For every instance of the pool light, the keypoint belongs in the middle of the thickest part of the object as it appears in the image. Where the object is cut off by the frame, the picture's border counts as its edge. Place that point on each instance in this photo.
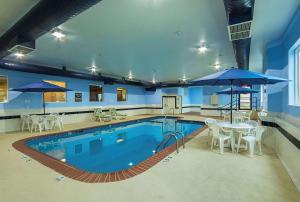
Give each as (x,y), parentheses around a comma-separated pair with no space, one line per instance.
(58,33)
(202,49)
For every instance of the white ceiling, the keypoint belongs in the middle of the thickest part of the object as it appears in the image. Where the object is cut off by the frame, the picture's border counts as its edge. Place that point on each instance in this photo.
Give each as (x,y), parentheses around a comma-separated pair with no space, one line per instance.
(12,10)
(270,19)
(140,36)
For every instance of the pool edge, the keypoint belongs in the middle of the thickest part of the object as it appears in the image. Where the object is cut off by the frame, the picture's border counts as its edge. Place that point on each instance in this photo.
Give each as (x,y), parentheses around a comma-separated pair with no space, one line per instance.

----

WORK TO BE COMPLETED: Write out, without any change, the part of the listing that opens with the line containing "For every instance of the pool edge, the" and continues through the end of the listing.

TASK SOLUTION:
For every instance of the pool edge, the keypoint belongs in the middle of the thickest part of the object as it appears in the image. Where the object is cut off by the frame, the picture's border counts as its edge. Place that point on each instance in this photo.
Give each as (x,y), parentheses around a comma-separated pair with no space, one line per instance.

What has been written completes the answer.